**WHAT NEEDS TO BE DONE**: Below are the entries. Set down exactly the line containing "Check that every instance of the lamp" and each line after it.

**EXTRACTED MATERIAL**:
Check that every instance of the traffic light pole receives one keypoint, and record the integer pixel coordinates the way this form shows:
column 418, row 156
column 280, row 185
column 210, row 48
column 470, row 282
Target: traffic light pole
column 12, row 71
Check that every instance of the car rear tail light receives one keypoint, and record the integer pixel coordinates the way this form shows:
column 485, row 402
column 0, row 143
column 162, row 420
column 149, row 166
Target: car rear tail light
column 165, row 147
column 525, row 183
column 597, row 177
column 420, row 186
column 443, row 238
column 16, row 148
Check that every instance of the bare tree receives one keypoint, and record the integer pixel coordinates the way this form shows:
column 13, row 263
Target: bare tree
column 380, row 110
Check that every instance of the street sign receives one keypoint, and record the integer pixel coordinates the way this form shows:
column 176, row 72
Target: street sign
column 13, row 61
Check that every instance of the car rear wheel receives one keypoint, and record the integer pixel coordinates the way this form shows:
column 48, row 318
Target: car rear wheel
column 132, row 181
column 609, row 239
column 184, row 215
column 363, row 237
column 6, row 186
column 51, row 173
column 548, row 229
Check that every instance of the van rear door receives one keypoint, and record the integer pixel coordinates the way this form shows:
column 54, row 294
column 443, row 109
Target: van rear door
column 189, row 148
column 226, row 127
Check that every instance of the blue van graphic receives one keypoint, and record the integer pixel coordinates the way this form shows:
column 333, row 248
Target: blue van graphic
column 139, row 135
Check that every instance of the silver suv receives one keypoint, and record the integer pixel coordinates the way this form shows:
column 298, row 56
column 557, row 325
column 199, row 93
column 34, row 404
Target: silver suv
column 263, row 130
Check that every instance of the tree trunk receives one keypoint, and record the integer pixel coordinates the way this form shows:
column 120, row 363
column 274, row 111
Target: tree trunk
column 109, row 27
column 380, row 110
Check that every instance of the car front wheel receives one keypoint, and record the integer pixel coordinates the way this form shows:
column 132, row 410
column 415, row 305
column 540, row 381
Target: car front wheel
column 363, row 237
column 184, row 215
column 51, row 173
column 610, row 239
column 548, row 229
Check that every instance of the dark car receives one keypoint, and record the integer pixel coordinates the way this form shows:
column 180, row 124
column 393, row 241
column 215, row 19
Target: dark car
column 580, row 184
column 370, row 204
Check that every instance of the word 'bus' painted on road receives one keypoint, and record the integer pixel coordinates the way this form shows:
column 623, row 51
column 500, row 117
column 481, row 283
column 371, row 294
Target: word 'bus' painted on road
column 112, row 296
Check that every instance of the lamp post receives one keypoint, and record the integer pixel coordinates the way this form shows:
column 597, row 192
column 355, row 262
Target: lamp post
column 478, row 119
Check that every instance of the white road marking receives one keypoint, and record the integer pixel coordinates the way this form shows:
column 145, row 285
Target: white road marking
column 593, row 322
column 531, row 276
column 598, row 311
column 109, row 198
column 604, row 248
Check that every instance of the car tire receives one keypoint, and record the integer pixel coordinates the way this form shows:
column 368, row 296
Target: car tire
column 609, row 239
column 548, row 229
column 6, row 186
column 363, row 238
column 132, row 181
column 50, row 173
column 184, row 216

**EXPECTED ANSWER**:
Check that every instance of the lamp post receives one keypoint, and record the integer pixel coordinates the way this form shows:
column 597, row 192
column 355, row 262
Target: lamp post
column 478, row 119
Check that every instance of the white road marking receives one keypoint, and record the integer pixel coordinates the way this form shows:
column 145, row 285
Target: white road marking
column 593, row 322
column 531, row 276
column 598, row 311
column 109, row 198
column 604, row 248
Check that every instance of the car tire receives one keypoint, and record the integer pixel coordinates the way this form shows:
column 368, row 296
Target: car tire
column 609, row 239
column 548, row 229
column 6, row 186
column 363, row 238
column 132, row 181
column 50, row 173
column 184, row 216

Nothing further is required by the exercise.